# Written exercise
Write out every line of the material below word for word, leaving out the picture.

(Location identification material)
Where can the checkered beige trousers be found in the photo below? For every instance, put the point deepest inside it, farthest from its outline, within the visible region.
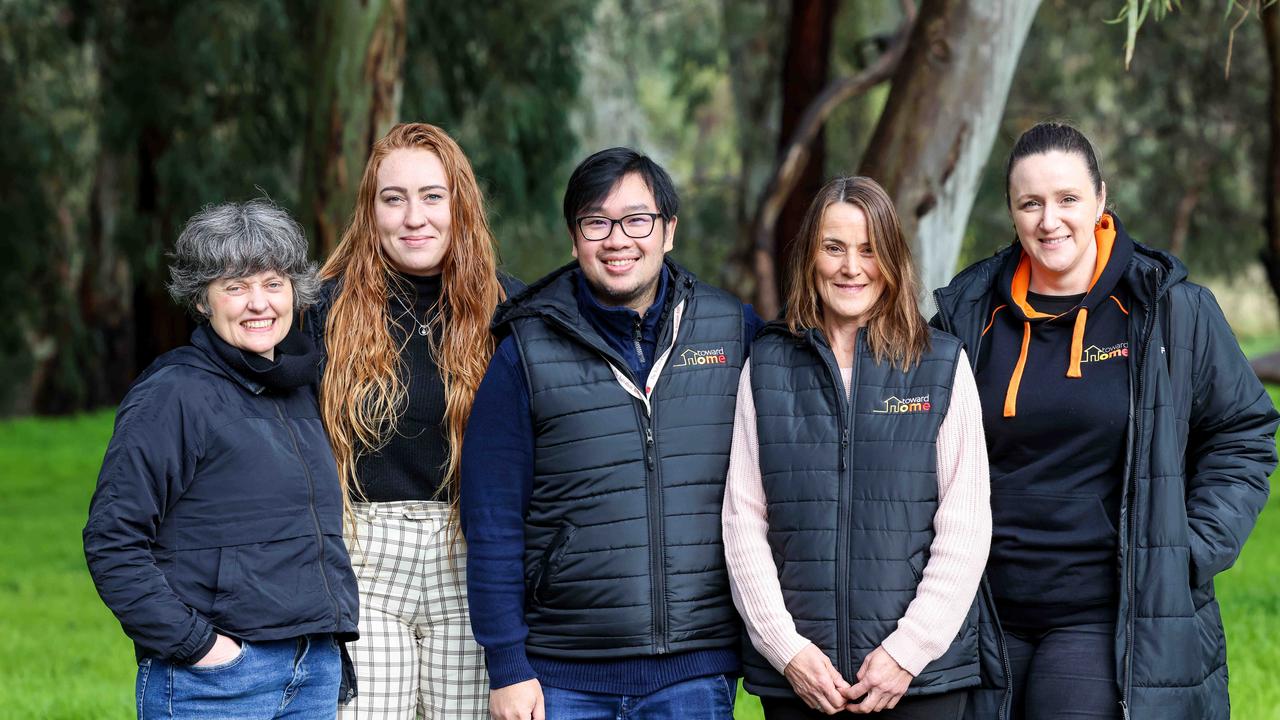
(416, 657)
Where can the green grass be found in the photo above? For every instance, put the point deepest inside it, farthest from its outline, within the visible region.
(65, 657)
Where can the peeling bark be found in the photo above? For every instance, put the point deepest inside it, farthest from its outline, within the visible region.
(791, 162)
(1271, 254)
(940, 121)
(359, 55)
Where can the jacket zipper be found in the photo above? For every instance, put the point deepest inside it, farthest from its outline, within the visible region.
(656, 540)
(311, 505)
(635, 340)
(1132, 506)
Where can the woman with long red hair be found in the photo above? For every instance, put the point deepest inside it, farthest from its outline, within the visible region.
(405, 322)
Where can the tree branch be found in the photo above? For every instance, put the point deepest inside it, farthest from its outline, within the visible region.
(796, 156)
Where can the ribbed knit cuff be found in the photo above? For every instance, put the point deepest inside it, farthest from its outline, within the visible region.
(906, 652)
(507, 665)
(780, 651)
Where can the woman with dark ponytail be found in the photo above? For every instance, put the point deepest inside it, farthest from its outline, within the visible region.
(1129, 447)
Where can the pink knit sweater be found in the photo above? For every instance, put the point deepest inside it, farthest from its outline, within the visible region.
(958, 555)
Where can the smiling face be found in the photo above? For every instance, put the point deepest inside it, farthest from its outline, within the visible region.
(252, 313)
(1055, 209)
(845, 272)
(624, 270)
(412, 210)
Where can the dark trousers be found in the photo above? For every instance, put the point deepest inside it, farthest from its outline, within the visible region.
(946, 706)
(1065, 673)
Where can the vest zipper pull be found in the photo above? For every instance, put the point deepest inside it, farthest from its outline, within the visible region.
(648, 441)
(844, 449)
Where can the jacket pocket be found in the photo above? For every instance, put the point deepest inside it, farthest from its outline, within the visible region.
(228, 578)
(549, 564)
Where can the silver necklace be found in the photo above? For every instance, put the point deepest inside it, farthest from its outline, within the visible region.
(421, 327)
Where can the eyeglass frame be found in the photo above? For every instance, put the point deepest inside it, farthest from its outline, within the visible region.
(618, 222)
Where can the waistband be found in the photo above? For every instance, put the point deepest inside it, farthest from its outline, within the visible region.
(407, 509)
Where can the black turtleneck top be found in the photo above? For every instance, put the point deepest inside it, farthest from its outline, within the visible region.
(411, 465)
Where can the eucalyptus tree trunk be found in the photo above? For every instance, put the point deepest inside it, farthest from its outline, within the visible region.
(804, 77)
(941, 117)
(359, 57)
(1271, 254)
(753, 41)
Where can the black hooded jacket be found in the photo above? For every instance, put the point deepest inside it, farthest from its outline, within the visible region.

# Result of the task
Where can the checkered beige trousers be found in the photo below? For every instance, put the point deepest inside it, farthest from its outline, within the visible region.
(416, 657)
Where can the green grass be found in the photo above? For every instance, put the point deepest inside it, farthest from its outline, within the visible region.
(65, 657)
Where can the peeling bark be found in the photo above? For every instance, put the point deepest inside it, farthest from its outline, within the visible region.
(791, 162)
(1271, 254)
(940, 121)
(359, 55)
Where can the jacket zipper be found in the photo above? For every instance, put the point deepest inside it, farthest from its outline, within the visible region.
(656, 540)
(311, 505)
(635, 340)
(1132, 506)
Where can the woman with long red hair be found in the photo above? For every instance, put the point deepest inside it, farthest from its outline, within the visible region.
(405, 322)
Where can the tree branch be found in the photo above? For every instance, put the point deepest inside it, farthest from its outline, within the visible region.
(796, 156)
Where can the ribbed knit cuff be found in the photo above? For every instance, put the point deepest inside it, farthest from its outline, within the visible region.
(906, 652)
(507, 665)
(780, 651)
Where can the woman with dark ponytail be found in the photo above? For every instance, put the point deepest inside it, farthest from its outline, within the visible region.
(1129, 447)
Where can the pink knit sweater be found in the photo above? For every instance, put the point deepest inside it, farthest from its outline, within the visible region.
(958, 555)
Where can the smiling face be found in the photo above? For every instance, put the point deepest inside it, farthest from its outline, within the visible region.
(252, 313)
(1055, 209)
(845, 272)
(624, 270)
(412, 210)
Where can the dark trousers be found in the photo above? For every instance, put the point deepest inside it, farthest from its outline, within the visible region.
(946, 706)
(1065, 673)
Where can the vest zipper pull be found in the photo above? For every instance, put the point deepest inside it, farthest from its outline, within the visible region.
(648, 441)
(844, 449)
Where can the jacket pocket be found in the photo above? For every instance, put the point deepest inside it, farthest from its outline, within the visible region.
(228, 578)
(549, 564)
Where can the silver necklace be found in the photo above? For every instance, put the point deepest inside it, farthest from its outline, within the visible region.
(421, 327)
Where can the eyeglass frame be found in the photo above? For every instance, put the point deepest inside it, farthest from its outline, within the visible region.
(618, 222)
Where can the waistband be found in the photo above? For every instance, put the point deepest inside it, farthest from its outline, within the visible region.
(407, 509)
Where can the black turtleneck top be found in the photo above? For every instance, put the point deepest inside it, farthest from its outline, within the visible region.
(411, 465)
Where can the eucalyptus tree trunk be found in the photo above? For every instance, put the point deepest inside it, farthest from its outline, within the visible region.
(804, 77)
(941, 117)
(359, 57)
(1271, 254)
(753, 41)
Where can the black hooded jacket be found in the photo above? For every instance, put the point deepest inside it, farthest from its outline, within the visible region.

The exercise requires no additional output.